-- Records shown --
=== Section Start ===
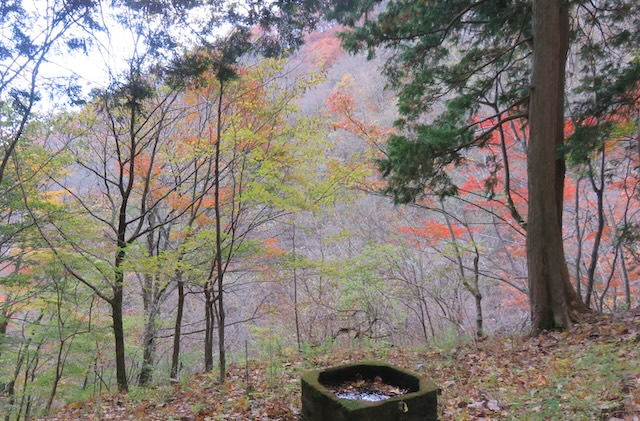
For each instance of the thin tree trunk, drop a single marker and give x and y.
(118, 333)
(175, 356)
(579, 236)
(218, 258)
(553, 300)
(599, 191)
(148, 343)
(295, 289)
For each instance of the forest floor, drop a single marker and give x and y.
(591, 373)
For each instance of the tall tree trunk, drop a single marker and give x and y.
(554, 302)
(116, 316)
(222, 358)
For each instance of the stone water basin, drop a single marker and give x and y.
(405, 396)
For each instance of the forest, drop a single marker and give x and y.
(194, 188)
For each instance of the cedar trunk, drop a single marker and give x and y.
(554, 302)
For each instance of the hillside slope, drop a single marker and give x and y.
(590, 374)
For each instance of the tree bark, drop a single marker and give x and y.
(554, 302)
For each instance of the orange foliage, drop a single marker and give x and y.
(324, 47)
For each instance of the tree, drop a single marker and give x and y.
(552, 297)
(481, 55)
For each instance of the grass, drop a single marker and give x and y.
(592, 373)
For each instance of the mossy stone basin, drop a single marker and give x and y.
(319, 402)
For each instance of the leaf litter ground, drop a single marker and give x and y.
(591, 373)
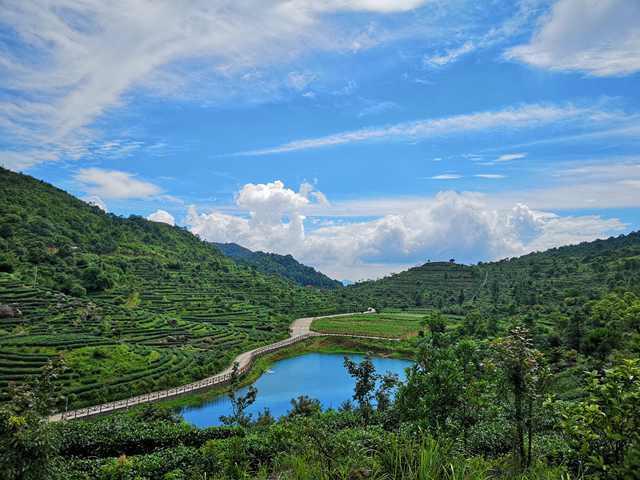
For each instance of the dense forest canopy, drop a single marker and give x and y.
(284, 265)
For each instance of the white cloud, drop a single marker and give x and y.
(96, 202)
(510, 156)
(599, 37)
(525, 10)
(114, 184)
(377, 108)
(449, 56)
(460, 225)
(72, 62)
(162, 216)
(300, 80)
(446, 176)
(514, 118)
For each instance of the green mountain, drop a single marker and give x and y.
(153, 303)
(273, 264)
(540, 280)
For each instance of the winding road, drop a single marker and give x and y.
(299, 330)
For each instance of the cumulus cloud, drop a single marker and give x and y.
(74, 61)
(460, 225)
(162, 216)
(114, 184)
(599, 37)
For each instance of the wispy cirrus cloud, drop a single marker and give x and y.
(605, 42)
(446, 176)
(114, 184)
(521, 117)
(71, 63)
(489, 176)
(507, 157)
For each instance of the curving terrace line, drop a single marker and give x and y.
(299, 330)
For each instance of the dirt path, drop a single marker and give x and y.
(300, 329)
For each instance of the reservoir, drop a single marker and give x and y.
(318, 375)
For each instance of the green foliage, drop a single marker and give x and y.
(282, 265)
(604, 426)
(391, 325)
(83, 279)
=== Section End ===
=== Section Start ===
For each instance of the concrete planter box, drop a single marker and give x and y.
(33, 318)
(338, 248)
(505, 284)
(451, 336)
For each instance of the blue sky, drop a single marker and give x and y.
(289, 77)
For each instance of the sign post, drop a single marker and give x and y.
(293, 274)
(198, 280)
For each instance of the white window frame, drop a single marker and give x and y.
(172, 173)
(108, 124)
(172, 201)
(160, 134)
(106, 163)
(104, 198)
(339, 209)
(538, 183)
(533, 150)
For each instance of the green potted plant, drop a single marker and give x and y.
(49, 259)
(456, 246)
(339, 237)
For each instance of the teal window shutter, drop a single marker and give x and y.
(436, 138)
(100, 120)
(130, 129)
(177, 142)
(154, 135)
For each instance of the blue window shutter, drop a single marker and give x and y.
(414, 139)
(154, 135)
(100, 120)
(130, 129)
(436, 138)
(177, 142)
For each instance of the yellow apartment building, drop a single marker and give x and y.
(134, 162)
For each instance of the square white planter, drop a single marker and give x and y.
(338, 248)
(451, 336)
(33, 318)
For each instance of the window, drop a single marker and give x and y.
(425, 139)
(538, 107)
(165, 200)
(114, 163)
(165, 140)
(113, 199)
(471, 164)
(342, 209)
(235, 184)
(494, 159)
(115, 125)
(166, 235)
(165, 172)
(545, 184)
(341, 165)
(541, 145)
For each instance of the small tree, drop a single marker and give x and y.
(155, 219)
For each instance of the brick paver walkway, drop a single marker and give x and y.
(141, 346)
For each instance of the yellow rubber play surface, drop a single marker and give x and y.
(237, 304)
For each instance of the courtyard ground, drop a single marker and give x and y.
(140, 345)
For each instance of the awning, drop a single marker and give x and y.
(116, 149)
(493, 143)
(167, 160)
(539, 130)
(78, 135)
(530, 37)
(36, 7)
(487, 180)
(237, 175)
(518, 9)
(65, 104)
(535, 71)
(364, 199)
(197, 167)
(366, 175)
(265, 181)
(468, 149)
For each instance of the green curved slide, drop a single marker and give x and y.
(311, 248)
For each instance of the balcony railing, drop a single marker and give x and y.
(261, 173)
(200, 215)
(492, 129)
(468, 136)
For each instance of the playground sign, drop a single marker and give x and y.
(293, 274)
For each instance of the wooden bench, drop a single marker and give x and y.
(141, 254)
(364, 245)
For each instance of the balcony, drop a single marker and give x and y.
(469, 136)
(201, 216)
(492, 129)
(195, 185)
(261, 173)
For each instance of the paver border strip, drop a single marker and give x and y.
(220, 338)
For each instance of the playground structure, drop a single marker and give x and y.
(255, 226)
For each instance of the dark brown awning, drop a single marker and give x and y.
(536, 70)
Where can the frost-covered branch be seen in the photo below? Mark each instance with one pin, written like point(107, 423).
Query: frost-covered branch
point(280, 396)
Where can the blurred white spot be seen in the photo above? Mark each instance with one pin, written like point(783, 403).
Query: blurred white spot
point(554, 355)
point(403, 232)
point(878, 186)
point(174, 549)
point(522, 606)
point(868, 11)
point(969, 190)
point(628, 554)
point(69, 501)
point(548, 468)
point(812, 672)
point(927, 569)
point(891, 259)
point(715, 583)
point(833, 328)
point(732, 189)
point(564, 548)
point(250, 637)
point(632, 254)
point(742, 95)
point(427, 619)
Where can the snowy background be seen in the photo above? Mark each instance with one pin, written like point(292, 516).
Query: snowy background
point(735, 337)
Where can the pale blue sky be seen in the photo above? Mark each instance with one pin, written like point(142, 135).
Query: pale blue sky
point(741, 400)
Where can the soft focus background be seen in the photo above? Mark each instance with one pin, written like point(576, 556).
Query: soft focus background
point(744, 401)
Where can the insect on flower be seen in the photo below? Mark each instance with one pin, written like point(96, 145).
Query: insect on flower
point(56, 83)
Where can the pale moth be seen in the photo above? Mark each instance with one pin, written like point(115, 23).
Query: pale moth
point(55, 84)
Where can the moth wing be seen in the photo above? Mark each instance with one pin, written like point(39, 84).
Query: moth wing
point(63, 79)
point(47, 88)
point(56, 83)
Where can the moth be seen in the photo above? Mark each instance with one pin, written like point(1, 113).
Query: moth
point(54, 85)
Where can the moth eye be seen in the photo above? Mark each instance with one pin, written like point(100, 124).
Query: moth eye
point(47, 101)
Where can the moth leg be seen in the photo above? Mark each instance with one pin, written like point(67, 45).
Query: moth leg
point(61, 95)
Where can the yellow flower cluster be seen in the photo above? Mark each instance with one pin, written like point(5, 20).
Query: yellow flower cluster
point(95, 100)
=== Section End ===
=== Section Start ===
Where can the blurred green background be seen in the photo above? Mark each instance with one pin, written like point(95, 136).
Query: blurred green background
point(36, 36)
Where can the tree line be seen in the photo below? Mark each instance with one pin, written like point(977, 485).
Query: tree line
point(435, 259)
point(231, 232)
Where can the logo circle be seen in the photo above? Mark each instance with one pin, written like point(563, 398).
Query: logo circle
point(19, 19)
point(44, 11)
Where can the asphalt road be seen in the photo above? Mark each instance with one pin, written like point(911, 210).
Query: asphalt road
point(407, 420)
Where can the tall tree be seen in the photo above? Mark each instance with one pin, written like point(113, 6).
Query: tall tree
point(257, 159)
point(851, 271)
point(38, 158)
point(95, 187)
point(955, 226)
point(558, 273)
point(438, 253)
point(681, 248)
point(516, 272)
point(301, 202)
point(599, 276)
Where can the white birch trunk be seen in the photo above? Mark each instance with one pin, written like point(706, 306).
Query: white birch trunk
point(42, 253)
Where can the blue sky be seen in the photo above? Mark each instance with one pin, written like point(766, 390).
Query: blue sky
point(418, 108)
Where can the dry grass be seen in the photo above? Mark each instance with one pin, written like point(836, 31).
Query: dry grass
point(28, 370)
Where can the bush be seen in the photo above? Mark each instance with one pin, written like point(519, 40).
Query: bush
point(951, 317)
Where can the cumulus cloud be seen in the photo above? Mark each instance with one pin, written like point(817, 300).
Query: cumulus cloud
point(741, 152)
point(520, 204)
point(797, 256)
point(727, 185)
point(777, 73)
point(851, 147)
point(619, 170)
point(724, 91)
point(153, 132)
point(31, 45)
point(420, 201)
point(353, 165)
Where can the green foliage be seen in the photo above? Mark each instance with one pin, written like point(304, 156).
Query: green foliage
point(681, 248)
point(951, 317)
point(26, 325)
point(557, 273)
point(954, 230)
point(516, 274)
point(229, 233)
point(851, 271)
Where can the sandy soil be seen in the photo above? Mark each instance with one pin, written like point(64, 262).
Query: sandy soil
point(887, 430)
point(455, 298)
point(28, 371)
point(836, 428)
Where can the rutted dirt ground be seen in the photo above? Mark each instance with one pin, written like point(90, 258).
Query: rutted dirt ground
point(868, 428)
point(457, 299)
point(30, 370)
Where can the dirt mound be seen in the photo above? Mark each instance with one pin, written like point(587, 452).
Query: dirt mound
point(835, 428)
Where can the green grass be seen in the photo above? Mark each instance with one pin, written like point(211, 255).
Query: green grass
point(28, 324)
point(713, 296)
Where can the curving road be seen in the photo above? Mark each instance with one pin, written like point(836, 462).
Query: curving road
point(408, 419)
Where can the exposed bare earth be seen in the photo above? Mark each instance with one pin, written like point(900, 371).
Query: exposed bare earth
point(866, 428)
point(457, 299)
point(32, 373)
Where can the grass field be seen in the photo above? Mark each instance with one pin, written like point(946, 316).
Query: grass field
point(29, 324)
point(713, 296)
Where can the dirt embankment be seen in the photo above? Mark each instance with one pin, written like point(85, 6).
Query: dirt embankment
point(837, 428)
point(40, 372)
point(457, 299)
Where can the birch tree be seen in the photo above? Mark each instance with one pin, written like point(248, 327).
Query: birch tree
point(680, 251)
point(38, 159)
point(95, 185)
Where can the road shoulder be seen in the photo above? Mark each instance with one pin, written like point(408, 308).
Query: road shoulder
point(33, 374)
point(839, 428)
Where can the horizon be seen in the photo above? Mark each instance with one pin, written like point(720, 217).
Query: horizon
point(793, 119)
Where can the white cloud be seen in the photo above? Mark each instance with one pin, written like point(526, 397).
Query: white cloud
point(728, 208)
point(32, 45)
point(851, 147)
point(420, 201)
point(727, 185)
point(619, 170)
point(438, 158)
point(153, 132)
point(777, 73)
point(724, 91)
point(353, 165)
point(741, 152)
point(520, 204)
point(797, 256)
=== Section End ===
-- Required work --
From the data above, reproduce word for word the lines running from the line with "For each instance of the balcony, drop" to the line with "Where can the blurred white", ends included.

-- Output below --
For each instance of the balcony, drop a single marker and give x and y.
(469, 136)
(201, 216)
(492, 129)
(195, 185)
(261, 173)
For each instance of the paver border strip, drop a single marker and give x and y.
(220, 338)
For each instance of the playground structure, drop a single marker and give x and y.
(255, 226)
For each instance of the dark brown awning, drop a single marker and give x and y.
(536, 70)
Where can the frost-covered branch be seen in the photo below? Mark each instance with one pin, written like point(107, 423).
Query: frost-covered branch
point(280, 396)
Where can the blurred white spot be seen in the photo above? Mark each instance with one pin, written like point(783, 403).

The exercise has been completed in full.